• _Text shown_:

════════════════════

[Beowulf] about clusters in high schools

Robert G. Brown rgb at phy.duke.edu
Mon Jan 30 01:32:43 PST 2006


On Fri, 27 Jan 2006, Jim Lux wrote:

> Entire state of CA: 35,135 lowest, 56,444 avg, 53,804 BA+60
> Even districts with very low average family incomes don't have salaries that 
> are a lot lower.  (The low income has other effects.. more is spent on 
> supplemental programs for remediation).

Ummm, it isn't really fair to use CA as an example of what is "typical".
My brother owns a trailer on a 1 acre lot in Santa Rosa, for example,
that is a ramshackle piece of aged out crap that wouldn't be terribly
welcome at any trailer community in NC.  Its cash value is maybe $1
million (obviously, mostly for the lot itself).  I know people in CA who
have sold houses there and come to NC and bought three houses with the
proceeds, literally.  If my house in NC were in CA in a similar
community near a similar size city, it would be worth several million
dollars (which I assure it it is NOT in NC:-).

Super-inflated property values add a certain baseline minimum to the
cost of living there, even with rent control and the like (as in my
brother cannot charge anything like the $7K/month or so that would be
"fair market" rent for a ramshackle trailer).  The CA economy in the
highly desirable living/affluent zones (like e.g.  the New York City
economy) "works", but it is somewhat distorted compared to 90% of the
rest of the country.

════════════════════

• _Material supplied_:
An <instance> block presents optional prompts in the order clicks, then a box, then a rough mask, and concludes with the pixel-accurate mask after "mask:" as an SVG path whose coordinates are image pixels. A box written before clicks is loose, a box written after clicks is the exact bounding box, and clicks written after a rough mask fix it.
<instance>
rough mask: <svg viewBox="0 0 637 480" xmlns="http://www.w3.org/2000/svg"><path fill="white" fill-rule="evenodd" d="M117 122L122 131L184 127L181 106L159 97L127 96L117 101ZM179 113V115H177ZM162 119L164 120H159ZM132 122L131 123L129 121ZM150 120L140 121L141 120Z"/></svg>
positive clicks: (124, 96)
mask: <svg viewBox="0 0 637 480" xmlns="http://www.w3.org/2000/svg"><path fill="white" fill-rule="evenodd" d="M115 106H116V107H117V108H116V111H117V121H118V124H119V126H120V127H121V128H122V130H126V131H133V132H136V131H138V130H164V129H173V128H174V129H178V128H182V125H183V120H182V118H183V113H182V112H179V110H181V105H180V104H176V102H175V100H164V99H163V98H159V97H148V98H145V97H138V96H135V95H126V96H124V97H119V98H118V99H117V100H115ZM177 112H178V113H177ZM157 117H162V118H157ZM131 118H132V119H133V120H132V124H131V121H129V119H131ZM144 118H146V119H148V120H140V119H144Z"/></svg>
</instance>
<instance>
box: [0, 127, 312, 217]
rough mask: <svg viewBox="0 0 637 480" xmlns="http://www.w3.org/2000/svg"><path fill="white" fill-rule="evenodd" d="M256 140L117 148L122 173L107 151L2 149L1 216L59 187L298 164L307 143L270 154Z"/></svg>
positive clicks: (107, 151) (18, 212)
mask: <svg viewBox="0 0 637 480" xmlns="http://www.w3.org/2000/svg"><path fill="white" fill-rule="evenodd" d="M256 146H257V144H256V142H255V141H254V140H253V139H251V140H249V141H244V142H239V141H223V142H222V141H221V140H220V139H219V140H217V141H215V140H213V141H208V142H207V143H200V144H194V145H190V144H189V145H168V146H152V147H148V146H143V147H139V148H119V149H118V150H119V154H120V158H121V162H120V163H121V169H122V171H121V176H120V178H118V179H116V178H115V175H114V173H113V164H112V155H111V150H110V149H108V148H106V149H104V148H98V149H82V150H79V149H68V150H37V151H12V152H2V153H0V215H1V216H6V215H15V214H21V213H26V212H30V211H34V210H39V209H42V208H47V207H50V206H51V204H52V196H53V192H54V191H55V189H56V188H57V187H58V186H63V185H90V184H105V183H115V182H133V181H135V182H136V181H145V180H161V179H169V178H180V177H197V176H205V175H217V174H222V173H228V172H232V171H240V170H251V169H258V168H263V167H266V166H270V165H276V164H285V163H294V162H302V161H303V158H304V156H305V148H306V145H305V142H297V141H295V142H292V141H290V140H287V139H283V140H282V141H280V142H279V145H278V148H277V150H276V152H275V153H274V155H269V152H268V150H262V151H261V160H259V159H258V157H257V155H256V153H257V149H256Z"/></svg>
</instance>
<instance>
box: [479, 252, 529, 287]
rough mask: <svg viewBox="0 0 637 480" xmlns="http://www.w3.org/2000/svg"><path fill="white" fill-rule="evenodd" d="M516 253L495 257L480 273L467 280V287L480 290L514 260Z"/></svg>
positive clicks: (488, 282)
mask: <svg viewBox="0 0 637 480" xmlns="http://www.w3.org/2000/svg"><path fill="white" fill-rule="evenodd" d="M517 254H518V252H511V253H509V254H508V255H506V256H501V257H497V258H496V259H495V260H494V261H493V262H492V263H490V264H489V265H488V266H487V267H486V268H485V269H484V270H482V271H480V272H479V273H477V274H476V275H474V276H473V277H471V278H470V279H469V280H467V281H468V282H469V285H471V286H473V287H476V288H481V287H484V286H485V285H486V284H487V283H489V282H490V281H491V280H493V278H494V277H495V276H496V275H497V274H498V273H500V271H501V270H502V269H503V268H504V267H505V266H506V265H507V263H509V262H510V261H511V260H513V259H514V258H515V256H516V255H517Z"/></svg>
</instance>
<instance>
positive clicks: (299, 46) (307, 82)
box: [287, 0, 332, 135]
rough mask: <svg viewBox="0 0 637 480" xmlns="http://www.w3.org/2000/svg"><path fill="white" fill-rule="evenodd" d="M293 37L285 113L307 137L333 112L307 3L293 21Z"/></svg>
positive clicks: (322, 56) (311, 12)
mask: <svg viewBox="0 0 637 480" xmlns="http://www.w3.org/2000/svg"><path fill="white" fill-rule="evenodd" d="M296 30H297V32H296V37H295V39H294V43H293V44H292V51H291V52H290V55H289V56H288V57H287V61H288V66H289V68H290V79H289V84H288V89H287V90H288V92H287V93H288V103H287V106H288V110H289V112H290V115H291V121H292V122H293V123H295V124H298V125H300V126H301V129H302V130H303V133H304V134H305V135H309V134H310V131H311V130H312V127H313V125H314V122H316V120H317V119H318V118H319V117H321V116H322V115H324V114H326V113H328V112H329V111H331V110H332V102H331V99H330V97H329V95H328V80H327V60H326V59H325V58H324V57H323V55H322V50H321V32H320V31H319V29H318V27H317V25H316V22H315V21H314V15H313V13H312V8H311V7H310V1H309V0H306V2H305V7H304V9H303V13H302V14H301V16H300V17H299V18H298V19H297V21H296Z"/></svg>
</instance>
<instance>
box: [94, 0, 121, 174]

════════════════════

• _Tasks for this exercise_:
**a)** Condense the paragraph beginning "Super-inflated property values" in the post on California living costs, keeping its main facts.
**b)** Carry the post on California living costs forward from its final sentence.

• _Responses per task_:
**a)** Very high property values set a minimum cost of living in California, even with rent control. For example, the writer's brother cannot charge the roughly $7K/month that would be "fair market" rent for his ramshackle trailer. In affluent, highly desirable areas, as in New York City, the economy "works," but it is distorted compared with 90% of the rest of the country.

**b)**
Apparently NC's average salary is $43K, compared to $47K national
average (available various places online).  However, entrance level is
much lower and while it isn't by any means an absolute rule, "computer
instructors" are a lot more likely to be young than old, and I'll wager
that only a very small percentage of them have actual Bachelor's degrees
in computer science.  Compare this to:

   http://www.computerworld.com/departments/surveys/skills

and you can see that a "help desk operator" makes more, on average, than
a high school teacher in NC.  All the "real" computer jobs in NC make
maybe $15-20K (on average) more a year than teaching high school, and
let people start making this kind of money far younger than they would
in teaching school.

So OK, you got me, 4-5x was a bit hyperbolic.  The main point, though,
is not -- there is and will likely continue to be a large and immediate
marginal benefit to anyone who leaves a job teaching computer skills in
high school and enters almost ANY sort of real IT position in industry
or (even) higher academe (which pays less than industry but employs a
lot of IT people, making the average a bit deceptive).  For young people
just starting out in teaching the marginal difference of $10-20K can be
a significant fraction of their original salary, and its MARGINAL
benefit (factoring in insurance and retirement, taxes, social security,
and the fixed costs to the family of mortgage and food) can be the
difference between not so genteel poverty and some degree of comfort or
the money required to start a family.  I know several people who used to
be teachers but who literally couldn't afford to stay in the profession,
at least if they wanted to remain married.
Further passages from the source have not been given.